━━━ Extracted entries
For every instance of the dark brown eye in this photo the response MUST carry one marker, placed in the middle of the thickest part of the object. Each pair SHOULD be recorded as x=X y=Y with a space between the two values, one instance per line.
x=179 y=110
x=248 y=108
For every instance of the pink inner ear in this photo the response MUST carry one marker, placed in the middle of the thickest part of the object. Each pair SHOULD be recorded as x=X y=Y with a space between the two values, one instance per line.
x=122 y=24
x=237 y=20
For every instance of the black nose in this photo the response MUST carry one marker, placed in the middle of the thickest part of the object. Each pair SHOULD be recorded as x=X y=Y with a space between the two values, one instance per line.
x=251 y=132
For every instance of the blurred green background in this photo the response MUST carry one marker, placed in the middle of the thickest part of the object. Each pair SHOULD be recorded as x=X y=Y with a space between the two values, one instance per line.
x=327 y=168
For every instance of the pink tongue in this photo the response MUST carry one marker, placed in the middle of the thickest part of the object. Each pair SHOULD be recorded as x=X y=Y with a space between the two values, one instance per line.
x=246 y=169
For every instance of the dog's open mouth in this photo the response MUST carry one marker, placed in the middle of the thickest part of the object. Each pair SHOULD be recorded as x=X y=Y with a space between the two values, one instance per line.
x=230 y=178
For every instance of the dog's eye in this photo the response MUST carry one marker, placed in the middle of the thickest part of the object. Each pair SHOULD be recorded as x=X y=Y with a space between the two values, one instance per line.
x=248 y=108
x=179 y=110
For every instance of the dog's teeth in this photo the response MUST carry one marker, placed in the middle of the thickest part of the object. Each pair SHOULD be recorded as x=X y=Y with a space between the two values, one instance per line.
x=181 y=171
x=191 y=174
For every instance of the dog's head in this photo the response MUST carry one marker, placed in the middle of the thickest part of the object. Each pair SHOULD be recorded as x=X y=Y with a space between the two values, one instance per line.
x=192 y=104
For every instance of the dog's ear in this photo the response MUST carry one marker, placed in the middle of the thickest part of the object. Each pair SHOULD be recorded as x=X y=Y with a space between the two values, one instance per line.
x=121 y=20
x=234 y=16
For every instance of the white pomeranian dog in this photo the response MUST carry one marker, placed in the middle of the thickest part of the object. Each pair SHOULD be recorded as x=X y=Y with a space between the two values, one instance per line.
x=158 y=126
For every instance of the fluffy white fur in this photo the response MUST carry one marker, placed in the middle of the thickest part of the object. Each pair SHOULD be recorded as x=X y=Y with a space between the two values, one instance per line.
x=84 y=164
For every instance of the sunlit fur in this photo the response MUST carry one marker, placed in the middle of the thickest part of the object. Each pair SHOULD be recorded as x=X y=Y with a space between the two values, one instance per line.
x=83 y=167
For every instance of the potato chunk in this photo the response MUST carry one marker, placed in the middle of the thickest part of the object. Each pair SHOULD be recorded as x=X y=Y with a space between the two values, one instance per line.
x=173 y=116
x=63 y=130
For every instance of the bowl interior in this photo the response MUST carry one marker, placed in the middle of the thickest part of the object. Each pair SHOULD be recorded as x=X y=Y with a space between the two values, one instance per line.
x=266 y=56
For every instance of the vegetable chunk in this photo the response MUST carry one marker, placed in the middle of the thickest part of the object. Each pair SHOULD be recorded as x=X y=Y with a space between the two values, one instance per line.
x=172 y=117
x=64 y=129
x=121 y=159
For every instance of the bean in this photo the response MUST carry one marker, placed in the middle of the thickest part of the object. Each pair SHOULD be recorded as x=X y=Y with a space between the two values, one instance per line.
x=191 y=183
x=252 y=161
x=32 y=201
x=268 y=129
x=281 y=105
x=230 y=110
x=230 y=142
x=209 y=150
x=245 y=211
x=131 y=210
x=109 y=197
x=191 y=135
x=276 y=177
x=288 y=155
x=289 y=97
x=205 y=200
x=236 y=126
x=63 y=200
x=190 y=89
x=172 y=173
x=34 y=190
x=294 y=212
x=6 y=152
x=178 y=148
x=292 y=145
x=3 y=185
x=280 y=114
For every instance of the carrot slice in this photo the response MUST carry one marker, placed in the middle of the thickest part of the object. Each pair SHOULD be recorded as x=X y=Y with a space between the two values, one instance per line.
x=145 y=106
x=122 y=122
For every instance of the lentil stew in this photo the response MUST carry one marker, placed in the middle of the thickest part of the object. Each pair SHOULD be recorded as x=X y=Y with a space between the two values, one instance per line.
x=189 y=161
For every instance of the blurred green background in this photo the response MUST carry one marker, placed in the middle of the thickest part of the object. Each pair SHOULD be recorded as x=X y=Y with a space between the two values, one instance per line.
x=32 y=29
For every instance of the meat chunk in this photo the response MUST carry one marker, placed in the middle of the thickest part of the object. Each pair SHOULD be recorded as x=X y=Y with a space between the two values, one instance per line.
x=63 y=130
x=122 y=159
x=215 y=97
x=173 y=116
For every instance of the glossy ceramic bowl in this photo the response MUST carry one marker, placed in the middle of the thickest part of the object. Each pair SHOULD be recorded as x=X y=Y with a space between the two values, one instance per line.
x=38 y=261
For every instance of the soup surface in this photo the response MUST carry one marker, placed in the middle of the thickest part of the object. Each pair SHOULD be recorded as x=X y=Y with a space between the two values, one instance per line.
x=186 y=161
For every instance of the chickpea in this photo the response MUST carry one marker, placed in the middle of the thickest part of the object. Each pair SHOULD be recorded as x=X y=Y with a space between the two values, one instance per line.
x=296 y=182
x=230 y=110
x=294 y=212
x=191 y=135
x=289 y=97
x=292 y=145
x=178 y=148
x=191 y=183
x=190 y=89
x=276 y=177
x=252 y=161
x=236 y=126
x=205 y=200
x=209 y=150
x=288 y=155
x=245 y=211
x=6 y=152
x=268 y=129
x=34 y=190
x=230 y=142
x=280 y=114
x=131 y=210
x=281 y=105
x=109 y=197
━━━━━━
• _Instruction_
Format all of the data above as a numbered list, leaving out any blank lines.

• _Completed exercise_
1. For every instance of the dark brown eye in this photo the response MUST carry one marker, placed in the middle of the thickest part of the object. Each pair SHOULD be recorded as x=X y=Y with a space between the two values, one instance per line.
2. x=179 y=110
3. x=248 y=108
4. For every instance of the pink inner ear in this photo the response MUST carry one marker, placed in the middle of the thickest part of the object. Each pair SHOULD be recorded as x=X y=Y with a space between the two values, one instance per line.
5. x=122 y=24
6. x=237 y=20
7. For every instance of the black nose in this photo the response MUST carry one marker, placed in the middle of the thickest part of the object. Each pair SHOULD be recorded as x=X y=Y with a space between the two values, one instance per line.
8. x=251 y=132
9. For every instance of the blurred green background in this photo the response MUST carry one marker, placed in the middle of the thickest part of the object. Each pair SHOULD be recorded as x=X y=Y with a space between the two values, one instance per line.
10. x=327 y=168
11. For every instance of the pink tongue in this photo the response MUST carry one marker, placed in the middle of the thickest part of the object. Each pair SHOULD be recorded as x=X y=Y with a space between the two values, one instance per line.
12. x=246 y=169
13. For every instance of the dog's open mouth in this photo the response MUST carry one marker, placed in the middle of the thickest part of the object. Each pair SHOULD be recorded as x=X y=Y with a space between the two values, one instance per line.
14. x=230 y=178
15. For every instance of the dog's eye in this photo the response MUST carry one marker, placed in the middle of the thickest part of the object. Each pair SHOULD be recorded as x=X y=Y with a space between the two values, one instance per line.
16. x=248 y=108
17. x=179 y=110
18. For every instance of the dog's teeth in this photo the response MUST carry one marker, placed in the middle of the thickest part of the object. Each pair SHOULD be recorded as x=X y=Y with a space between the two values, one instance per line.
19. x=181 y=171
20. x=191 y=174
21. For every instance of the dog's head in this photo the response MUST carry one marker, placed in the middle of the thickest part of the object. Each pair SHOULD be recorded as x=X y=Y with a space between the two values, one instance per line.
22. x=192 y=104
23. For every instance of the dog's ear in this photo the response MUST carry one marker, placed in the middle of the thickest part of the object. Each pair SHOULD be recorded as x=X y=Y with a space between the two values, one instance per line.
24. x=121 y=20
25. x=234 y=16
26. For every instance of the white pomeranian dog in this photo the response MUST carry one marker, placed in the middle of the thickest part of the object. Each pair SHOULD be recorded as x=X y=Y with a space between the two values, one instance per line.
27. x=158 y=126
28. For every instance of the fluffy white fur in this photo the response MUST carry one marker, placed in the middle of the thickest part of the object. Each pair SHOULD be recorded as x=X y=Y with a space between the two values, one instance per line.
29. x=84 y=164
30. For every instance of the sunlit fur in this photo the response MUST carry one marker, placed in the middle of the thickest part of the object. Each pair SHOULD be recorded as x=X y=Y with a space between the two values, one instance per line.
31. x=83 y=167
32. For every instance of the potato chunk in this photo the response MUST carry one marker, placed in the middle of the thickest part of the object. Each pair SHOULD be recorded as x=X y=Y with a space between the two values, one instance per line.
33. x=173 y=116
34. x=63 y=130
35. For every instance of the bowl interior in this photo the response MUST carry one marker, placed in the middle of the thickest part of the object. Each pair SHOULD be recorded as x=X y=Y with a space between the two values, one instance per line.
36. x=266 y=56
37. For every instance of the vegetable chunk in this photo the response MUST carry one marker, placed in the middle of the thickest part of the object. Each pair SHOULD be recorded as x=X y=Y with a space between the two values, one instance per line.
38. x=172 y=117
39. x=64 y=129
40. x=121 y=159
41. For every instance of the bean in this photo the response MUST carry one marker, placed in the middle of the thickest part of the object. Each pair SHOULD be recorded as x=X y=Y with a space between the two values, one instance per line.
42. x=191 y=183
43. x=252 y=161
44. x=32 y=201
45. x=268 y=129
46. x=281 y=105
47. x=230 y=110
48. x=230 y=142
49. x=209 y=150
50. x=245 y=211
51. x=131 y=210
52. x=109 y=197
53. x=191 y=135
54. x=276 y=177
55. x=288 y=155
56. x=289 y=97
57. x=205 y=200
58. x=236 y=126
59. x=63 y=200
60. x=190 y=89
61. x=172 y=173
62. x=34 y=190
63. x=294 y=212
64. x=6 y=152
65. x=178 y=148
66. x=292 y=145
67. x=3 y=185
68. x=280 y=114
69. For every instance of the carrot slice in this photo the response MUST carry one marker, placed in the middle of the thickest part of the object. Each pair SHOULD be recorded as x=X y=Y with a space between the two values, one instance per line.
70. x=145 y=106
71. x=122 y=122
72. For every instance of the lentil stew in this photo the response MUST carry one marker, placed in the middle of the thickest part of the object. Each pair SHOULD be recorded as x=X y=Y with a space between the two values, one instance per line.
73. x=189 y=161
74. For every instance of the blurred green background in this photo the response MUST carry one marker, placed in the middle of the thickest part of the object. Each pair SHOULD be recorded as x=X y=Y with a space between the two values, one instance per line.
75. x=32 y=29
76. For every instance of the meat chunk in this photo the response MUST carry one marker, placed in the middle of the thickest part of the object. Each pair SHOULD be recorded as x=X y=Y with a space between the two values, one instance per line.
77. x=63 y=130
78. x=122 y=159
79. x=215 y=97
80. x=173 y=116
81. For every instance of the glossy ceramic bowl in this photo the response MUST carry one marker, placed in the middle of the thickest part of the object. Each pair SHOULD be recorded as x=X y=Y with a space between the two values, one instance per line.
82. x=38 y=261
83. For every instance of the soup surface in this photo the response MUST carry one marker, placed in the middle of the thickest part of the object. Each pair SHOULD be recorded as x=X y=Y with a space between the two values, one instance per line.
84. x=186 y=161
85. For every instance of the chickpea in this photo the response MUST carry one marker, placed in the middle of the thickest part of the object. Each pair SHOULD be recorded as x=X y=Y with a space between the two values, one instance per line.
86. x=296 y=182
87. x=230 y=110
88. x=294 y=212
89. x=191 y=135
90. x=289 y=97
91. x=292 y=145
92. x=178 y=148
93. x=191 y=183
94. x=190 y=89
95. x=276 y=177
96. x=252 y=161
97. x=236 y=126
98. x=205 y=200
99. x=209 y=150
100. x=288 y=155
101. x=245 y=211
102. x=6 y=152
103. x=268 y=129
104. x=34 y=190
105. x=230 y=142
106. x=280 y=114
107. x=131 y=210
108. x=281 y=105
109. x=109 y=197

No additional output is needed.